• _TASK DESCRIPTION_
Present the lines below again, exactly as they stand.

*** DATASET CONTENT ***

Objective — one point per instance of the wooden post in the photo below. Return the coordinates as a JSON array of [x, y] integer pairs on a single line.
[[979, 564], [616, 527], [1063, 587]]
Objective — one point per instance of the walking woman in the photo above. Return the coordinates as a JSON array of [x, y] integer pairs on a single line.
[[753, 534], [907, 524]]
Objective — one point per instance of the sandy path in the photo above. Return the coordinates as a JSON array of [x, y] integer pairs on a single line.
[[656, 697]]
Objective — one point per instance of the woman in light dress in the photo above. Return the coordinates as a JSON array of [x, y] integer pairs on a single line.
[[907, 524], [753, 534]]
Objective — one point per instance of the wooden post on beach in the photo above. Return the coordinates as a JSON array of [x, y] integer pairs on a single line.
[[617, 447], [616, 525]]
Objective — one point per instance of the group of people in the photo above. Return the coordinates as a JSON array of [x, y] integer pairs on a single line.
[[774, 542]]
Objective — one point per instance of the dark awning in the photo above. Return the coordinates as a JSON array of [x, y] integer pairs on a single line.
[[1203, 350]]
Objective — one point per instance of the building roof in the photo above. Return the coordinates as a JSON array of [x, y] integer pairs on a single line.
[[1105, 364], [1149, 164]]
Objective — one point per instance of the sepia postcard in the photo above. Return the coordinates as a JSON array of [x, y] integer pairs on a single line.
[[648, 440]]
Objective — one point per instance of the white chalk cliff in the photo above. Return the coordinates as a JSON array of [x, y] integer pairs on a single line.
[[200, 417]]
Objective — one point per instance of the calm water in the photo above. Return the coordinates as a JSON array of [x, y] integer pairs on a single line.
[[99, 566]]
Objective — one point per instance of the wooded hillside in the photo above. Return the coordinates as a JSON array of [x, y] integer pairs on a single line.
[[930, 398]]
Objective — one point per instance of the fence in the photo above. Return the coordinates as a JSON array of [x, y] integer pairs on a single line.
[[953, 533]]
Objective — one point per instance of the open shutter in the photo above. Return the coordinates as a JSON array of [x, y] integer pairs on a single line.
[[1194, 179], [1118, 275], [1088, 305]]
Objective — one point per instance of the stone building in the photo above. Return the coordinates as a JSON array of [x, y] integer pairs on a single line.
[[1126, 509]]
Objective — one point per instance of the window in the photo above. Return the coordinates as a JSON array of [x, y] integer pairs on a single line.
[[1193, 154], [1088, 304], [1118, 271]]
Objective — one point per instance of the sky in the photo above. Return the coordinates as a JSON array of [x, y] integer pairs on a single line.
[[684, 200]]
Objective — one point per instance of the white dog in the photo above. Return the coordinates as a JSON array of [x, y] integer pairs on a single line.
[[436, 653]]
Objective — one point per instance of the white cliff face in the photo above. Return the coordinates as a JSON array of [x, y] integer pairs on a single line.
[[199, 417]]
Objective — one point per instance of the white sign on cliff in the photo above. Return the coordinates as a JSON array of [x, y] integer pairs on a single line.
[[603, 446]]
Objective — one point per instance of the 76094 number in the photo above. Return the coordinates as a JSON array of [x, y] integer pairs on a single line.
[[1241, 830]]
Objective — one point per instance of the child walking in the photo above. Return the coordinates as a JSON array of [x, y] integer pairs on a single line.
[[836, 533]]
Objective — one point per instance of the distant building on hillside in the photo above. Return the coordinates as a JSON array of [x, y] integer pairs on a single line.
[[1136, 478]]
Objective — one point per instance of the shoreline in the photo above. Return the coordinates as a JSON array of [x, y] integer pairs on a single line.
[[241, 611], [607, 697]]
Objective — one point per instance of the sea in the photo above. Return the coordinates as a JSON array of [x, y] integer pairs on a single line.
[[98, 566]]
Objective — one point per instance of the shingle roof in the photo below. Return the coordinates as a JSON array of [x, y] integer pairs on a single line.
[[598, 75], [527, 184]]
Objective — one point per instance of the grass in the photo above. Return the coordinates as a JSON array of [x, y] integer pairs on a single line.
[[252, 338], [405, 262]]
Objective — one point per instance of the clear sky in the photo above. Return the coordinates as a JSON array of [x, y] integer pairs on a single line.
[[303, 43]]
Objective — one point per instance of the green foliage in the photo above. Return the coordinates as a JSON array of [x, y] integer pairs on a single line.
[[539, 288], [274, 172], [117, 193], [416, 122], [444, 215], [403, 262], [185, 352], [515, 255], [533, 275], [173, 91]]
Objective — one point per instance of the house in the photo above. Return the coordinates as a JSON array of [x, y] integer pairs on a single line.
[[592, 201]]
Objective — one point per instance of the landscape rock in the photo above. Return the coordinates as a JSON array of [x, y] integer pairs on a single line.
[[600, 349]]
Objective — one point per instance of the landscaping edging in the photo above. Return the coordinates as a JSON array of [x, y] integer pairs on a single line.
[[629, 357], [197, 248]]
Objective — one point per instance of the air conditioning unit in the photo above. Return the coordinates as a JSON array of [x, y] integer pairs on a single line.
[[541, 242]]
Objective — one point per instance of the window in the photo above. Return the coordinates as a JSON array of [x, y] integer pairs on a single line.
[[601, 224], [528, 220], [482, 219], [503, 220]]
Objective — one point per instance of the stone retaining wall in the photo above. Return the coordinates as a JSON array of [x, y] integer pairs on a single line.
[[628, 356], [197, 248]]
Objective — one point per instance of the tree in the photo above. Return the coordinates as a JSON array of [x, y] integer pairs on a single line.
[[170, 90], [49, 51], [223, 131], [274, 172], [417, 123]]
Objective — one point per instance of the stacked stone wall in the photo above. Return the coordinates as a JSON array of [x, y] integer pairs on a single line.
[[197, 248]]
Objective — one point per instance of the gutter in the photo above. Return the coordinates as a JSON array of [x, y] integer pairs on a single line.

*** End of DATASET CONTENT ***

• _TASK RESPONSE_
Objective — one point per instance of the wooden post in the photo below. Return the coordinates as a JSON array of [x, y] integer pairs on a single line.
[[979, 564], [616, 527], [1063, 587]]
Objective — one point per instance of the walking woman in the photo above. Return the coordinates as a JSON array of [x, y] integer pairs on a single line.
[[753, 534], [907, 524]]
Objective — one point per instance of the sandy path in the photo above. Return the coordinates as a JSON array of [x, y] integer pairs on a single line.
[[656, 697]]
Objective — one point per instance of the woman in light dress in the photo above. Return the coordinates as a JSON array of [x, y] integer pairs on a single line.
[[907, 524], [753, 534]]
Objective — one point per instance of the wooden post on beach in the photo above. Return the coordinates as a JSON array of [x, y] integer pairs on a single line.
[[617, 447], [616, 525]]
Objective — one point per instance of the group of people in the photo above. Return the coordinates as a JSON array of [x, y] integer pairs on a single line.
[[774, 542]]
Objective — one point per instance of the dark awning in the photo above. Return the coordinates as a JSON array of [x, y] integer pairs on a single line.
[[1203, 350]]
Objective — one point per instance of the building roof in the photo above. Return the coordinates as a JSON array of [x, y] integer pairs on a single line.
[[1105, 364], [1149, 164]]
Objective — one point per instance of the sepia postcard in the photo above. Return the coordinates as a JSON array of [x, y] integer pairs on a single line.
[[648, 440]]
Objective — one point per instance of the white chalk cliff in the photo above. Return the coordinates as a JSON array of [x, y] integer pairs on a single line.
[[200, 417]]
Objective — one point per instance of the calm water in the photo above. Return the coordinates as a JSON array of [x, y] integer pairs on a single line.
[[99, 566]]
Objective — one point per instance of the wooded hillside in the photo above. Return the coordinates as a JSON array of [x, y] integer pairs on a single line.
[[930, 398]]
Objective — one point per instance of the fence in the photo above. Return the coordinates as a JSON array of [x, y] integer pairs on a single line.
[[953, 533]]
Objective — one point per instance of the open shutter in the photo above. Return the coordinates as a JSON array of [x, y] integer pairs on a single line.
[[1194, 179], [1118, 275], [1088, 305]]
Objective — one point per instance of the stone building in the photo above. Return the coordinates as a JSON array of [x, y] integer pairs on a single line.
[[1126, 509]]
Objective — one point per instance of the window in the photo above. Return the coordinates as a JSON array of [x, y] integer pairs on a single line.
[[1193, 154], [1088, 304], [1118, 271]]
Objective — one point per instance of the sky in the photo above. Return the coordinates as a JSON array of [x, y] integer pairs on a single line.
[[684, 200]]
Objective — one point per instance of the white dog in the photo above. Return the coordinates as a JSON array of [x, y] integer pairs on a single line.
[[436, 653]]
Objective — one point per instance of the white cliff face in the photo above. Return the coordinates as a JSON array of [x, y] integer pairs on a single line.
[[199, 417]]
Objective — one point per instance of the white sign on cliff in the photo above. Return the coordinates as a JSON array of [x, y] integer pairs on a single line.
[[603, 446]]
Objective — one point per instance of the 76094 number in the photo above. Return the coordinates as a JSON array of [x, y] integer pairs on a single line.
[[1241, 830]]
Objective — one point per instance of the child walking in the photo above. Return the coordinates as a JSON array of [x, y] integer pairs on a single line.
[[836, 533]]
Objective — one point per instance of the distant building on hillside in the photo above. Return the coordinates as a JSON array of [x, y] integer pairs on a single line.
[[1136, 478]]
Objective — one point per instance of the shoreline in the photo above. Return the coordinates as a JSON array of [x, y] integer pairs on a single line.
[[241, 611], [607, 697]]
Objective — one point per instance of the sea in the photo above. Return the coordinates as a JSON array of [x, y] integer pairs on a single line.
[[98, 566]]
Objective — one point per instance of the shingle roof in the photo below. Return the coordinates as a JSON array of [x, y] integer pairs on a single line.
[[598, 75], [527, 184]]
Objective — one point per instance of the grass in the photo above. Return the coordinates as a JSON array of [x, y] integer pairs on a single line.
[[252, 338], [405, 262]]
Objective — one point per instance of the clear sky in the photo above. Return the coordinates as a JSON array of [x, y] integer pairs on a single line.
[[303, 43]]
Objective — one point per instance of the green foliage in the photo above. Return the coordinates as a JSON array of [x, y] integer pairs on a single line.
[[539, 288], [274, 172], [117, 193], [416, 122], [444, 215], [403, 262], [185, 352], [515, 255], [533, 275], [173, 91]]
Objective — one point per instance of the house in the photo above. Return the coordinates as a JSON array of [x, y] integer pairs on a single line.
[[592, 201]]
Objective — one point per instance of the landscape rock in the photo above. Return the coordinates as a JSON array of [x, y] integer pairs on a single line.
[[600, 349]]
Objective — one point per instance of the landscaping edging in the photo above. Return the coordinates as a JSON array of [x, y] integer pairs on a single line.
[[629, 357], [197, 248]]
Objective — one point per instance of the air conditioning unit in the photo above. Return the coordinates as a JSON array of [x, y] integer pairs on a single line.
[[541, 242]]
Objective — one point per instance of the window in the photo above. Return the coordinates as a JSON array of [x, y] integer pairs on a single line.
[[601, 224], [528, 220], [482, 219], [503, 220]]
Objective — one point per instance of the stone retaining wall in the photo above. Return the coordinates as a JSON array of [x, y] integer pairs on a single line.
[[628, 356], [197, 248]]
Objective — one point per instance of the tree in the photo above. Return the coordinates as a JSON array of [x, y] integer pairs on a single line.
[[170, 90], [49, 51], [223, 131], [274, 172], [417, 123]]
Objective — one point per instance of the stacked stone wall in the photo above. Return the coordinates as a JSON array of [x, y] integer pairs on a single line.
[[197, 248]]
Objective — one point per instance of the gutter in the photo above. Return the coordinates as a JSON array of [x, y] integer pairs on a single line.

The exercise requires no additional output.